Problem description: What lines in the records below include the word "church"? Return each one.

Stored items
════════════════════
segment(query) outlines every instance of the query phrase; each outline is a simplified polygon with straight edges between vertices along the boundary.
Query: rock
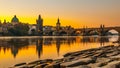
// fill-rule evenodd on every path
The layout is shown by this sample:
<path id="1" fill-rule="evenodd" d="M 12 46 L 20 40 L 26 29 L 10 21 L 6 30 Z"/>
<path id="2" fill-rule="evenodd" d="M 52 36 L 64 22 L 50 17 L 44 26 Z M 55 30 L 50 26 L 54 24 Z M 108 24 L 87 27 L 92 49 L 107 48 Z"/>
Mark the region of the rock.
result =
<path id="1" fill-rule="evenodd" d="M 46 59 L 46 61 L 49 62 L 49 63 L 53 62 L 52 59 Z"/>
<path id="2" fill-rule="evenodd" d="M 109 61 L 111 61 L 111 59 L 103 57 L 103 58 L 97 58 L 96 63 L 98 63 L 98 62 L 109 62 Z"/>
<path id="3" fill-rule="evenodd" d="M 100 62 L 97 64 L 97 67 L 103 67 L 105 65 L 107 65 L 107 62 Z"/>
<path id="4" fill-rule="evenodd" d="M 83 54 L 83 53 L 74 53 L 74 54 L 72 54 L 72 56 L 79 56 L 79 55 L 81 55 L 81 54 Z"/>
<path id="5" fill-rule="evenodd" d="M 116 55 L 116 56 L 111 56 L 111 57 L 109 57 L 110 59 L 114 59 L 114 58 L 118 58 L 118 59 L 120 59 L 120 55 Z"/>
<path id="6" fill-rule="evenodd" d="M 77 67 L 66 67 L 66 68 L 91 68 L 87 65 L 81 65 L 81 66 L 77 66 Z"/>
<path id="7" fill-rule="evenodd" d="M 28 68 L 33 68 L 33 67 L 35 67 L 36 65 L 37 65 L 37 63 L 36 63 L 36 64 L 35 64 L 35 63 L 34 63 L 34 64 L 28 64 L 27 67 L 28 67 Z"/>
<path id="8" fill-rule="evenodd" d="M 17 67 L 13 67 L 13 68 L 28 68 L 27 65 L 22 65 L 22 66 L 17 66 Z"/>
<path id="9" fill-rule="evenodd" d="M 31 67 L 31 68 L 33 68 L 33 67 Z M 41 65 L 37 65 L 34 68 L 43 68 L 43 67 Z"/>
<path id="10" fill-rule="evenodd" d="M 117 56 L 111 56 L 109 57 L 111 59 L 111 61 L 120 61 L 120 55 L 117 55 Z"/>
<path id="11" fill-rule="evenodd" d="M 33 61 L 33 62 L 30 62 L 28 64 L 36 64 L 36 63 L 40 63 L 42 60 L 37 60 L 37 61 Z"/>
<path id="12" fill-rule="evenodd" d="M 53 64 L 53 68 L 60 68 L 60 64 L 59 63 Z"/>
<path id="13" fill-rule="evenodd" d="M 81 55 L 80 56 L 81 58 L 87 58 L 87 57 L 89 57 L 87 54 L 83 54 L 83 55 Z"/>
<path id="14" fill-rule="evenodd" d="M 101 52 L 98 57 L 107 57 L 105 52 Z"/>
<path id="15" fill-rule="evenodd" d="M 92 58 L 83 58 L 83 59 L 79 59 L 71 62 L 62 63 L 61 66 L 74 67 L 79 65 L 86 65 L 93 62 L 95 62 L 95 60 L 93 60 Z"/>
<path id="16" fill-rule="evenodd" d="M 49 65 L 45 66 L 44 68 L 53 68 L 53 65 L 49 64 Z"/>
<path id="17" fill-rule="evenodd" d="M 61 68 L 59 63 L 56 64 L 49 64 L 45 66 L 44 68 Z"/>
<path id="18" fill-rule="evenodd" d="M 97 62 L 97 63 L 88 64 L 88 66 L 92 68 L 103 67 L 105 65 L 107 65 L 107 62 Z"/>
<path id="19" fill-rule="evenodd" d="M 47 63 L 44 63 L 44 64 L 36 65 L 34 68 L 44 68 L 47 65 L 48 65 Z"/>
<path id="20" fill-rule="evenodd" d="M 26 63 L 19 63 L 19 64 L 16 64 L 14 66 L 16 67 L 16 66 L 21 66 L 21 65 L 26 65 Z"/>
<path id="21" fill-rule="evenodd" d="M 106 56 L 110 57 L 110 56 L 115 56 L 115 55 L 118 55 L 118 54 L 119 53 L 115 51 L 115 52 L 112 52 L 112 53 L 108 53 Z"/>
<path id="22" fill-rule="evenodd" d="M 64 57 L 70 56 L 72 53 L 67 53 L 65 55 L 63 55 Z"/>
<path id="23" fill-rule="evenodd" d="M 60 65 L 60 68 L 66 68 L 66 66 L 61 66 L 61 65 Z"/>
<path id="24" fill-rule="evenodd" d="M 103 68 L 120 68 L 120 61 L 113 61 L 108 63 L 108 65 L 104 66 Z"/>
<path id="25" fill-rule="evenodd" d="M 65 58 L 63 59 L 63 61 L 64 61 L 64 62 L 68 62 L 68 61 L 71 61 L 72 59 L 74 59 L 74 57 L 68 56 L 68 57 L 65 57 Z"/>

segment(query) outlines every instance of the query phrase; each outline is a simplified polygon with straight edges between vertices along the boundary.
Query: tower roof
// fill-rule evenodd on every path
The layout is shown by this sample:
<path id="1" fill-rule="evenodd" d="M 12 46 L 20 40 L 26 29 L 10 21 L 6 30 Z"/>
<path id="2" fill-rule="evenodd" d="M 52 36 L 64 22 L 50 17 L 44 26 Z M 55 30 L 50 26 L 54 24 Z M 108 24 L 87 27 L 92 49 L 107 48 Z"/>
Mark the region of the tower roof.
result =
<path id="1" fill-rule="evenodd" d="M 57 20 L 57 24 L 60 24 L 60 19 L 58 18 L 58 20 Z"/>
<path id="2" fill-rule="evenodd" d="M 14 15 L 14 17 L 11 20 L 11 22 L 19 22 L 19 19 L 16 17 L 16 15 Z"/>
<path id="3" fill-rule="evenodd" d="M 41 15 L 38 16 L 38 19 L 41 19 Z"/>

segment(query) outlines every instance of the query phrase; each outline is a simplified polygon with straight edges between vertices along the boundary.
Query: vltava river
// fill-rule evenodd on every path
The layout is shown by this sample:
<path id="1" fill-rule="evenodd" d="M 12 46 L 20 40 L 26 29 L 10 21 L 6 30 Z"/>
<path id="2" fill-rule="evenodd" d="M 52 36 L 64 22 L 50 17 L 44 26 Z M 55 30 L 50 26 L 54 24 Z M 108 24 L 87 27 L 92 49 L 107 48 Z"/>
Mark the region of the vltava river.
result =
<path id="1" fill-rule="evenodd" d="M 114 43 L 119 36 L 0 37 L 0 68 L 39 59 L 59 59 L 68 52 L 97 48 Z"/>

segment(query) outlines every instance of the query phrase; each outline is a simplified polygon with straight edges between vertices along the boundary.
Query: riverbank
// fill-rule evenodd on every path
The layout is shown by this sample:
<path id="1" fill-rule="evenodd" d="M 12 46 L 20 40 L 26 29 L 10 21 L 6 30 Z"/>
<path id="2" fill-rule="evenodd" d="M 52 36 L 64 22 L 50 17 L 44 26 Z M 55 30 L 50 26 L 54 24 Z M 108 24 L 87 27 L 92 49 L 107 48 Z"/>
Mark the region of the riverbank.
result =
<path id="1" fill-rule="evenodd" d="M 104 46 L 67 53 L 61 59 L 37 60 L 11 68 L 120 68 L 120 46 Z"/>

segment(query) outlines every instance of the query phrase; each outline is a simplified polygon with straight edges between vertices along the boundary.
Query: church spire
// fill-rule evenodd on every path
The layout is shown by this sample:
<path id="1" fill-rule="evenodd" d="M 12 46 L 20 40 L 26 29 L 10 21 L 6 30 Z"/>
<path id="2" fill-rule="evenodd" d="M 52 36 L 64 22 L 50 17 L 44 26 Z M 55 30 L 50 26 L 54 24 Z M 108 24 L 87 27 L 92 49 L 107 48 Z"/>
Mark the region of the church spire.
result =
<path id="1" fill-rule="evenodd" d="M 58 22 L 60 22 L 59 17 L 58 17 Z"/>
<path id="2" fill-rule="evenodd" d="M 41 19 L 41 15 L 38 16 L 38 20 L 40 20 L 40 19 Z"/>
<path id="3" fill-rule="evenodd" d="M 60 24 L 60 19 L 59 19 L 59 17 L 58 17 L 58 20 L 57 20 L 57 24 Z"/>
<path id="4" fill-rule="evenodd" d="M 59 17 L 58 17 L 58 20 L 57 20 L 57 23 L 56 23 L 56 29 L 57 30 L 60 30 L 60 26 L 61 24 L 60 24 L 60 19 L 59 19 Z"/>

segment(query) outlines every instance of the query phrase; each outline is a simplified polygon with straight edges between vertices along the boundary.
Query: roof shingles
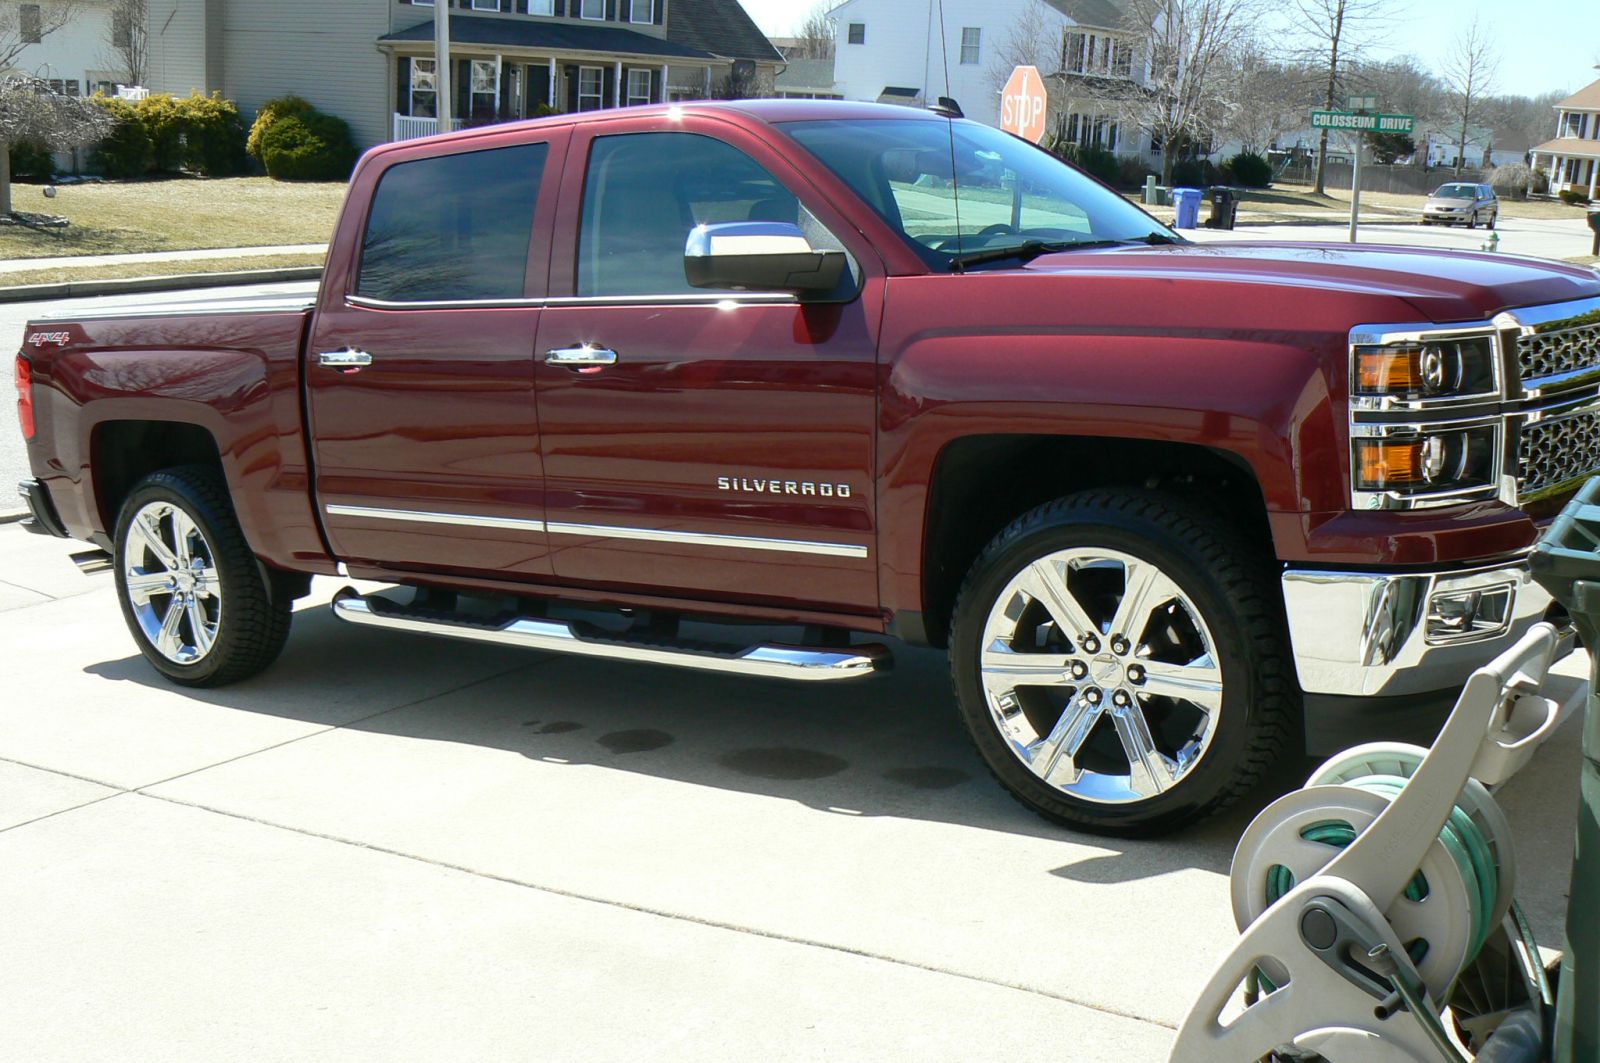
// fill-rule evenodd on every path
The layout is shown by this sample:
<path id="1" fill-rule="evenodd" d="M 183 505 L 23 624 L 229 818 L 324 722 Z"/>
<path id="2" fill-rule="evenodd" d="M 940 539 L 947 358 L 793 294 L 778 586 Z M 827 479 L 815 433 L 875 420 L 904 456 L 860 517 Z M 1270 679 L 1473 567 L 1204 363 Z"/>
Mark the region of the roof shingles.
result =
<path id="1" fill-rule="evenodd" d="M 739 0 L 673 0 L 667 7 L 667 40 L 727 59 L 783 62 Z"/>

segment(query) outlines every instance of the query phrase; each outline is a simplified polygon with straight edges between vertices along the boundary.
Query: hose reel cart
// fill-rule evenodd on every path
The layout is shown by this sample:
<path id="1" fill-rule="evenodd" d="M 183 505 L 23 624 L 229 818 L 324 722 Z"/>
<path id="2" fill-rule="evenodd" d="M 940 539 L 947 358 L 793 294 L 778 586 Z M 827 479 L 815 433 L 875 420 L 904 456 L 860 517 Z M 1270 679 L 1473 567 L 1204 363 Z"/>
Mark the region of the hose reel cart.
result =
<path id="1" fill-rule="evenodd" d="M 1516 905 L 1511 832 L 1490 792 L 1600 678 L 1600 479 L 1545 533 L 1532 565 L 1589 648 L 1589 684 L 1549 674 L 1565 640 L 1537 624 L 1473 674 L 1432 749 L 1346 750 L 1263 810 L 1230 874 L 1242 936 L 1179 1029 L 1174 1063 L 1600 1060 L 1592 693 L 1554 985 Z"/>

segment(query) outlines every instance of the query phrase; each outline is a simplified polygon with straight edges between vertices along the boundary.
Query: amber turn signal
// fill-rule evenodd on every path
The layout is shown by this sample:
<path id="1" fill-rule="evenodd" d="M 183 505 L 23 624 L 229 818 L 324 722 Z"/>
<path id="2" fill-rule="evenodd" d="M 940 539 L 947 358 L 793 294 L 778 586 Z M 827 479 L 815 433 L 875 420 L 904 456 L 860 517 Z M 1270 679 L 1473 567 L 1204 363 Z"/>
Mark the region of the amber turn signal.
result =
<path id="1" fill-rule="evenodd" d="M 1421 391 L 1421 348 L 1371 347 L 1357 351 L 1356 390 L 1363 395 L 1404 395 Z"/>
<path id="2" fill-rule="evenodd" d="M 1386 491 L 1424 483 L 1424 444 L 1420 440 L 1404 443 L 1382 439 L 1356 442 L 1356 487 L 1362 491 Z"/>

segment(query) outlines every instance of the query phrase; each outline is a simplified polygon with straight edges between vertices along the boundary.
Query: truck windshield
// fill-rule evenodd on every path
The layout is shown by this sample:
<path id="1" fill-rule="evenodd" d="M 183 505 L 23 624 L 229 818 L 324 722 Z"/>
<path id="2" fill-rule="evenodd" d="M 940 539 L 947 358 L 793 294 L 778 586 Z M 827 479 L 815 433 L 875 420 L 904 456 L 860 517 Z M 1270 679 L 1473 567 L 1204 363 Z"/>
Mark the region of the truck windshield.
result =
<path id="1" fill-rule="evenodd" d="M 1442 185 L 1433 194 L 1435 199 L 1475 199 L 1477 195 L 1476 185 Z"/>
<path id="2" fill-rule="evenodd" d="M 1115 192 L 990 126 L 891 118 L 780 128 L 934 269 L 1003 264 L 1091 244 L 1179 242 Z M 1005 253 L 1011 249 L 1014 256 Z"/>

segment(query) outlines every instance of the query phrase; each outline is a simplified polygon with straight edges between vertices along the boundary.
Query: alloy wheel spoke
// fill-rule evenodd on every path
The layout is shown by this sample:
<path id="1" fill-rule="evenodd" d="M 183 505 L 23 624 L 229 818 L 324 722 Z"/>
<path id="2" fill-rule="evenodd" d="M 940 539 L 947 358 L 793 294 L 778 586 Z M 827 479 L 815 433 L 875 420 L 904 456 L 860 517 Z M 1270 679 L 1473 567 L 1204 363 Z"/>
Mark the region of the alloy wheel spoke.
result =
<path id="1" fill-rule="evenodd" d="M 1103 702 L 1094 705 L 1087 699 L 1074 698 L 1050 733 L 1029 747 L 1028 766 L 1034 774 L 1056 786 L 1076 782 L 1080 774 L 1078 753 L 1104 713 Z"/>
<path id="2" fill-rule="evenodd" d="M 166 616 L 161 619 L 161 632 L 156 636 L 156 649 L 172 660 L 177 660 L 178 654 L 183 650 L 183 642 L 178 637 L 183 617 L 183 605 L 174 597 L 167 603 Z"/>
<path id="3" fill-rule="evenodd" d="M 1035 561 L 1030 565 L 1022 589 L 1049 611 L 1050 619 L 1056 622 L 1056 627 L 1063 635 L 1072 640 L 1073 645 L 1077 645 L 1083 636 L 1100 630 L 1099 625 L 1084 612 L 1083 606 L 1078 604 L 1078 599 L 1073 597 L 1066 580 L 1056 575 L 1051 562 Z"/>
<path id="4" fill-rule="evenodd" d="M 215 598 L 222 593 L 221 584 L 218 582 L 217 570 L 211 567 L 197 568 L 194 570 L 194 592 L 202 598 Z"/>
<path id="5" fill-rule="evenodd" d="M 194 531 L 194 521 L 189 519 L 189 514 L 181 509 L 172 511 L 172 543 L 173 553 L 177 556 L 178 564 L 188 568 L 194 562 L 194 557 L 189 549 L 189 537 Z"/>
<path id="6" fill-rule="evenodd" d="M 1129 705 L 1112 712 L 1117 737 L 1128 755 L 1128 785 L 1140 797 L 1154 797 L 1177 781 L 1178 767 L 1156 748 L 1144 710 Z"/>
<path id="7" fill-rule="evenodd" d="M 1210 654 L 1196 657 L 1188 664 L 1140 660 L 1139 666 L 1144 669 L 1141 694 L 1158 694 L 1187 701 L 1207 713 L 1222 707 L 1222 670 L 1212 661 Z"/>
<path id="8" fill-rule="evenodd" d="M 136 569 L 127 575 L 128 599 L 134 605 L 145 605 L 153 594 L 167 594 L 172 590 L 172 574 L 165 569 L 148 572 Z"/>
<path id="9" fill-rule="evenodd" d="M 1012 686 L 1069 686 L 1072 658 L 1063 653 L 1009 653 L 990 650 L 983 655 L 985 679 L 1003 679 Z"/>
<path id="10" fill-rule="evenodd" d="M 216 641 L 216 630 L 207 624 L 205 608 L 197 599 L 190 598 L 184 608 L 189 617 L 189 630 L 194 634 L 194 648 L 203 656 Z"/>
<path id="11" fill-rule="evenodd" d="M 1129 561 L 1123 572 L 1122 600 L 1111 618 L 1111 630 L 1137 645 L 1155 608 L 1172 599 L 1173 587 L 1160 569 L 1146 561 Z"/>
<path id="12" fill-rule="evenodd" d="M 150 510 L 145 510 L 134 517 L 133 523 L 128 527 L 128 534 L 137 540 L 140 546 L 155 555 L 156 561 L 169 571 L 177 571 L 180 567 L 177 555 L 161 538 L 160 519 Z"/>

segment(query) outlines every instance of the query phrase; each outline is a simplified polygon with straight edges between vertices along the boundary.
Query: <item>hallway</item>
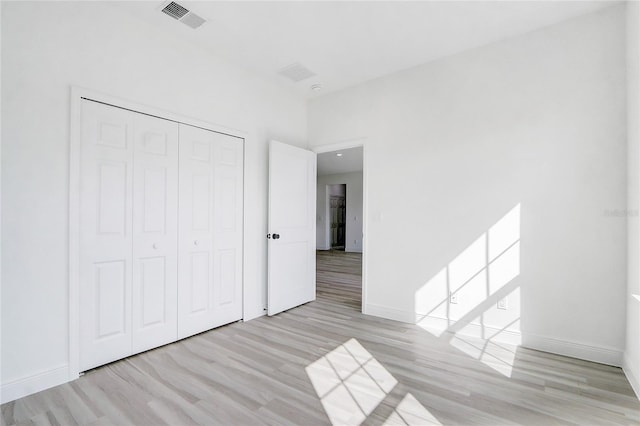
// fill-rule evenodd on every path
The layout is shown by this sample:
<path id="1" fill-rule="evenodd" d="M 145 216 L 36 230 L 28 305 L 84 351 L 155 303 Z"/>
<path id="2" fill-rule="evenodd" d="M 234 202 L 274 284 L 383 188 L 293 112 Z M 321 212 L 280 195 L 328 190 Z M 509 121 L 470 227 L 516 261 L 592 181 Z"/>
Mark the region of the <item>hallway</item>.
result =
<path id="1" fill-rule="evenodd" d="M 362 253 L 316 252 L 316 295 L 361 311 Z"/>

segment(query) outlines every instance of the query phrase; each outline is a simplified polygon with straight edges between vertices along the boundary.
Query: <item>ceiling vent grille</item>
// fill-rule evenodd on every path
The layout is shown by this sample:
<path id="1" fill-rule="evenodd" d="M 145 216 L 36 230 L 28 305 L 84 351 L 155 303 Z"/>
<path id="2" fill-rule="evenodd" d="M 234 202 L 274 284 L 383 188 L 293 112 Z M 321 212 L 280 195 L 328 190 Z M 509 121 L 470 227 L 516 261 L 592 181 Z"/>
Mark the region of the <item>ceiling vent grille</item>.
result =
════════════════════
Exercise answer:
Query: church spire
Mark the region of the church spire.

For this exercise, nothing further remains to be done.